INSTRUCTION:
Reproduce the records starting at the line that contains "Task: tag every instance of the person" and continuing through the end of the records, swapping "pharmacy" for "bakery" and leaving everything else unchanged.

RECORDS PROVIDED:
■ ■ ■ ■ ■

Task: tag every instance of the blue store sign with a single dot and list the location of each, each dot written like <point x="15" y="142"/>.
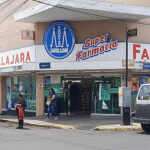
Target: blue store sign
<point x="44" y="65"/>
<point x="59" y="40"/>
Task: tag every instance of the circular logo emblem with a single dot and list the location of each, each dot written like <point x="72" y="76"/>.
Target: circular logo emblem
<point x="59" y="40"/>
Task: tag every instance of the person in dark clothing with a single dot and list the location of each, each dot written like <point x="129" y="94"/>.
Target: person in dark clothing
<point x="52" y="108"/>
<point x="20" y="109"/>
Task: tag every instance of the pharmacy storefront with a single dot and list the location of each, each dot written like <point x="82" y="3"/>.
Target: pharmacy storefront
<point x="18" y="82"/>
<point x="85" y="76"/>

■ ■ ■ ■ ■

FINAL RESULT:
Task: tag every instance of the person in dark clothing with a single dot and list the location of each, each dot written like <point x="129" y="94"/>.
Target: person in dark clothing
<point x="52" y="108"/>
<point x="20" y="109"/>
Task: tag every instance of the bakery storefront with a single dot and list the location of each, each dot written like <point x="82" y="3"/>.
Target: bakery storefront
<point x="18" y="82"/>
<point x="85" y="76"/>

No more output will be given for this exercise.